#### PAGE EXTRACT:
+===+
No weather problems here and, give-or-take a couple of early seed exits—Feliciano Lopez and Alexandr Dolgopolov—and a couple of injury exits—Mikhail Youzhny and Marcos Baghdatis—progress has been smooth.
Even the gap in the schedule left by Youzhny’s withdrawal was neatly replaced with a sparkling little exhibition tie-break show with local player, Igor Sijsling. The people had bought their tickets expecting to see the top seed’s first return to Rotterdam in seven years and he would not disappoint them.
It may have lasted only 20 minutes, and Federer may not have bothered to take off the glittering Rolex, but the crowds still cheered some showcase shot-making as though the title depended on it.
Federer’s route to the Friday quarters may have been the quickest—and he now meets 30-year-old Jarkko Nieminen who has played two long three-setters—but second seed Tomas Berdych was also speeded on his way by Baghdatis’s retirement after just three games.
+===+
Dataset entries
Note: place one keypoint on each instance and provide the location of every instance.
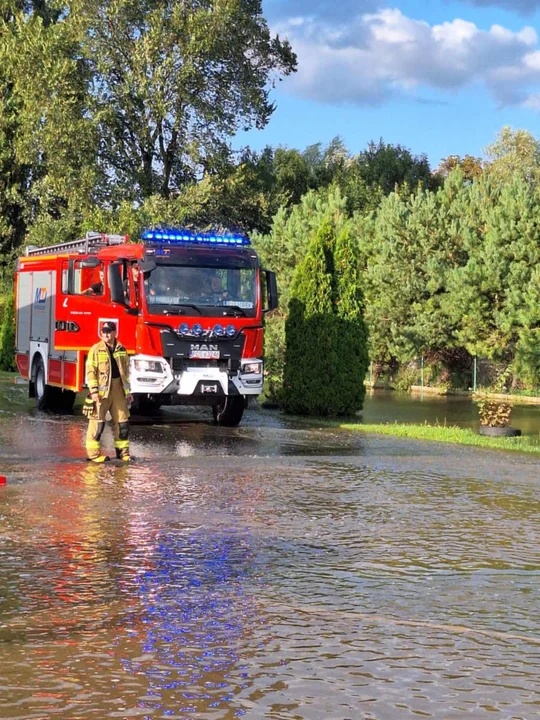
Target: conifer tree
(326, 339)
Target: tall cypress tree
(326, 352)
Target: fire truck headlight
(150, 365)
(252, 368)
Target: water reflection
(269, 571)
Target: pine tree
(326, 339)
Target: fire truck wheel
(229, 413)
(66, 400)
(46, 396)
(144, 406)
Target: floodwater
(269, 571)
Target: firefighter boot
(100, 459)
(121, 444)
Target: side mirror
(116, 284)
(271, 291)
(147, 266)
(91, 262)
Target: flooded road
(269, 571)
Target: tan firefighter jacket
(98, 368)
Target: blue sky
(440, 77)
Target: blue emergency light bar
(172, 236)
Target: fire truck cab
(189, 309)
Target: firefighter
(107, 374)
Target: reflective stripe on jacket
(98, 368)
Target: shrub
(326, 338)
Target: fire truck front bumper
(150, 375)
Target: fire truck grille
(180, 364)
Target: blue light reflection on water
(195, 615)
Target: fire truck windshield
(207, 289)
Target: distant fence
(419, 373)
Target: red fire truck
(189, 308)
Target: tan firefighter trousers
(116, 404)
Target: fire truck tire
(66, 400)
(229, 413)
(144, 405)
(46, 395)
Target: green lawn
(454, 435)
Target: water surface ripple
(269, 571)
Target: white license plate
(204, 355)
(210, 388)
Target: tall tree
(173, 81)
(514, 152)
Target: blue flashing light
(172, 236)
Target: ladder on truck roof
(92, 242)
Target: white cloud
(379, 55)
(525, 7)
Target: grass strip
(447, 434)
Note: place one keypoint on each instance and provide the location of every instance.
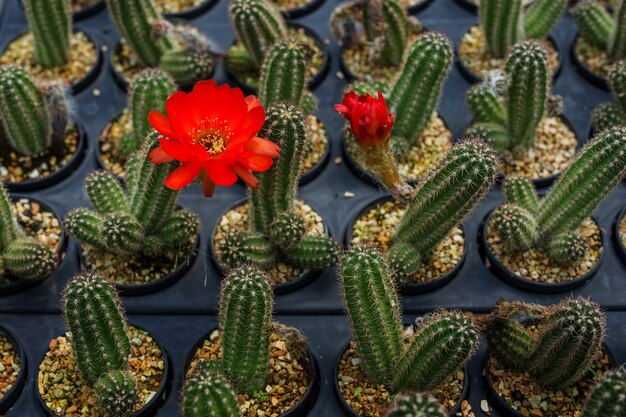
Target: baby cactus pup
(608, 398)
(50, 22)
(416, 405)
(505, 22)
(443, 342)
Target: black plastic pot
(584, 70)
(499, 403)
(313, 82)
(303, 280)
(159, 284)
(7, 401)
(302, 407)
(411, 288)
(350, 412)
(59, 175)
(149, 409)
(24, 284)
(475, 79)
(527, 285)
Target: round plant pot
(301, 281)
(25, 284)
(350, 412)
(500, 404)
(149, 409)
(412, 288)
(586, 72)
(515, 280)
(475, 79)
(302, 407)
(7, 401)
(156, 285)
(313, 82)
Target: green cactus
(449, 193)
(601, 30)
(508, 120)
(245, 322)
(116, 392)
(143, 221)
(607, 398)
(95, 320)
(442, 343)
(505, 22)
(50, 22)
(208, 394)
(416, 405)
(416, 88)
(277, 232)
(258, 25)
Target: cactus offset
(50, 22)
(245, 322)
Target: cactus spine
(442, 343)
(258, 25)
(245, 322)
(608, 398)
(416, 88)
(450, 192)
(50, 22)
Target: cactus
(245, 322)
(117, 393)
(50, 22)
(95, 320)
(450, 192)
(508, 120)
(442, 343)
(601, 30)
(143, 221)
(416, 88)
(276, 230)
(258, 25)
(208, 394)
(607, 398)
(416, 405)
(505, 22)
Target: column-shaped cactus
(245, 322)
(505, 22)
(449, 193)
(50, 22)
(258, 25)
(607, 398)
(416, 88)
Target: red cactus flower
(212, 131)
(369, 118)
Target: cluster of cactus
(100, 342)
(34, 117)
(506, 22)
(386, 25)
(568, 338)
(149, 92)
(608, 397)
(143, 220)
(443, 342)
(600, 29)
(613, 113)
(21, 257)
(179, 49)
(508, 107)
(416, 405)
(277, 232)
(448, 194)
(552, 224)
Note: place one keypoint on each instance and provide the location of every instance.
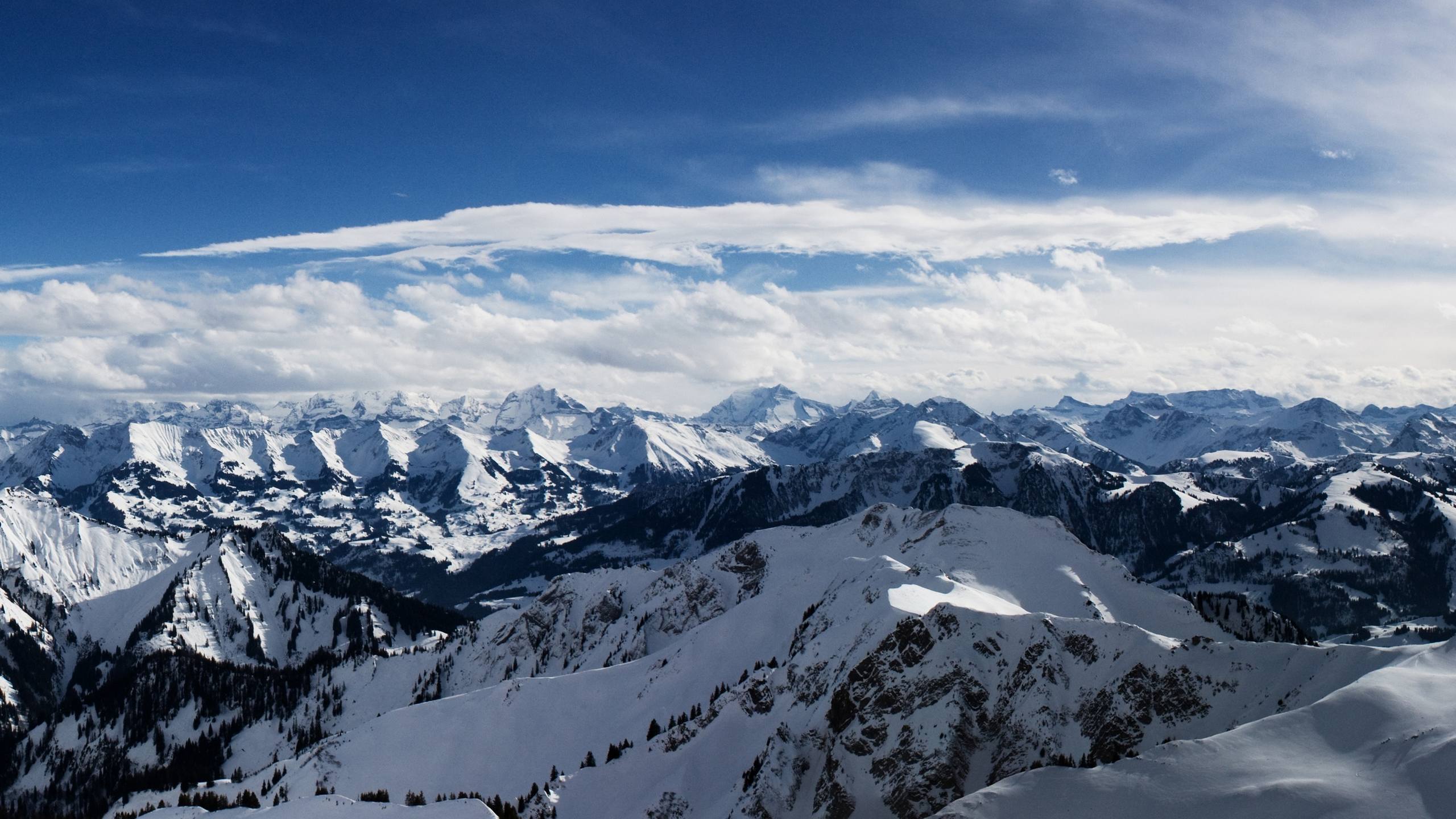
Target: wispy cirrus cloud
(698, 237)
(15, 274)
(921, 113)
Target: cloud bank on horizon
(1275, 214)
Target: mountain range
(778, 608)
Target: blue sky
(1001, 201)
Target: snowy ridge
(892, 627)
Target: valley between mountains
(1193, 604)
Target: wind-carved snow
(919, 601)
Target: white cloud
(1372, 76)
(1088, 268)
(669, 341)
(696, 237)
(15, 274)
(1064, 177)
(922, 111)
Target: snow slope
(893, 660)
(1384, 745)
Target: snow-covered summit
(765, 410)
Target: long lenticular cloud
(695, 237)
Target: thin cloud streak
(696, 237)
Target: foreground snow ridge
(340, 808)
(886, 665)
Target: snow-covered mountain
(884, 665)
(756, 411)
(878, 608)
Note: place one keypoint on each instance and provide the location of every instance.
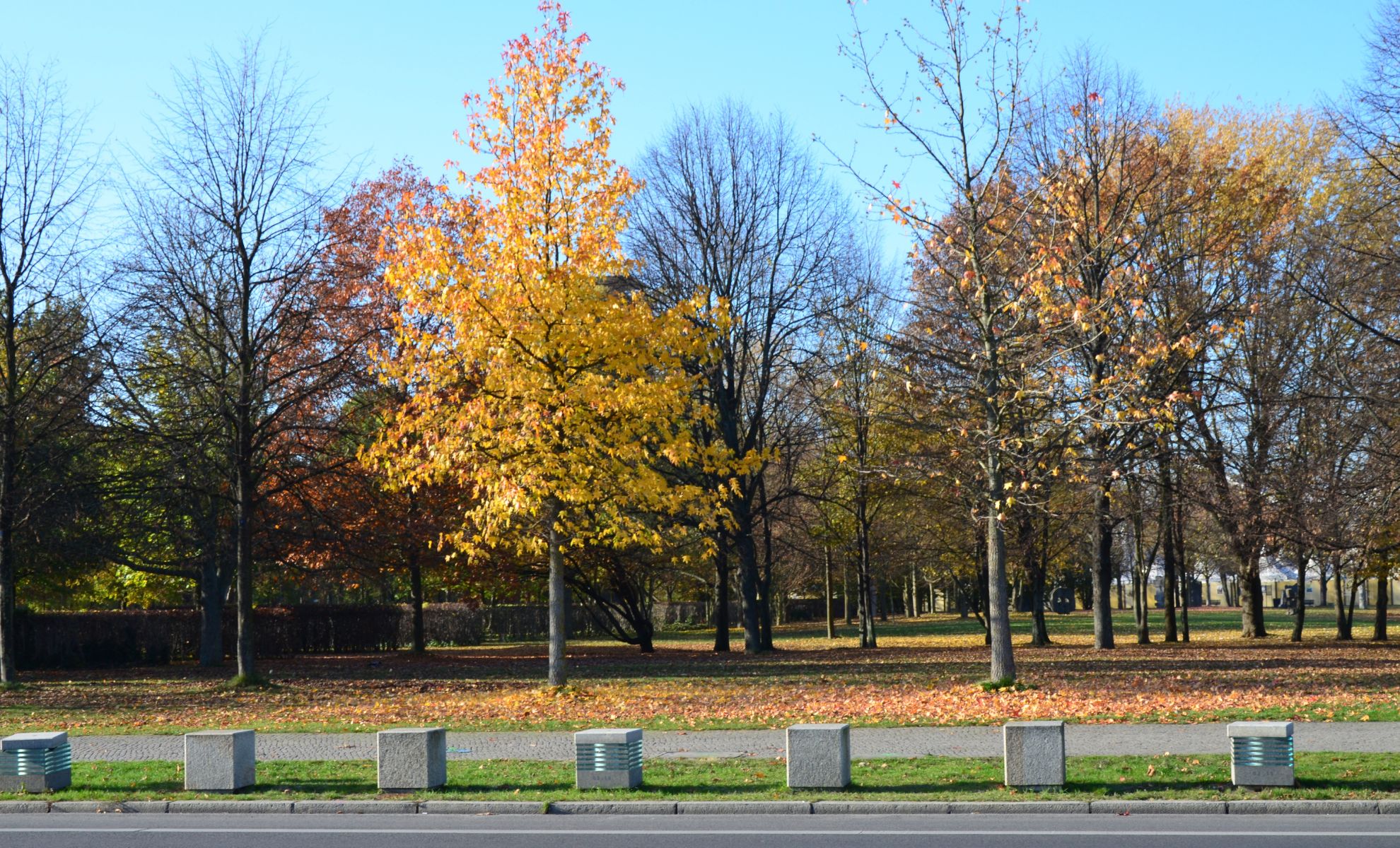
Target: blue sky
(394, 73)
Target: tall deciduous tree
(226, 310)
(537, 382)
(738, 213)
(47, 181)
(955, 115)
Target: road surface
(81, 830)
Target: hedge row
(158, 637)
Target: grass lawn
(923, 778)
(926, 672)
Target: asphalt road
(81, 830)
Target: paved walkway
(865, 742)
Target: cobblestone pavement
(865, 742)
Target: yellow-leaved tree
(538, 381)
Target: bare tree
(735, 209)
(48, 177)
(957, 110)
(226, 305)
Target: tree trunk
(244, 553)
(1182, 568)
(766, 578)
(748, 585)
(998, 615)
(1168, 553)
(721, 594)
(1297, 636)
(8, 666)
(1102, 570)
(846, 591)
(1378, 633)
(1251, 599)
(863, 568)
(213, 595)
(831, 603)
(416, 592)
(865, 602)
(1343, 620)
(558, 601)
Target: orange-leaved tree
(538, 382)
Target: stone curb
(611, 808)
(482, 808)
(230, 806)
(670, 808)
(1148, 808)
(880, 808)
(1304, 808)
(687, 808)
(354, 806)
(1004, 808)
(108, 806)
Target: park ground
(926, 672)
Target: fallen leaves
(916, 681)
+===+
#### DIRECTIONS:
Can you retype the part of the Rotterdam tennis report starting with "No weather problems" and going on through "has been smooth.", word for word? Answer from the Rotterdam tennis report alone.

#### TASK ANSWER:
No weather problems here and, give-or-take a couple of early seed exits—Feliciano Lopez and Alexandr Dolgopolov—and a couple of injury exits—Mikhail Youzhny and Marcos Baghdatis—progress has been smooth.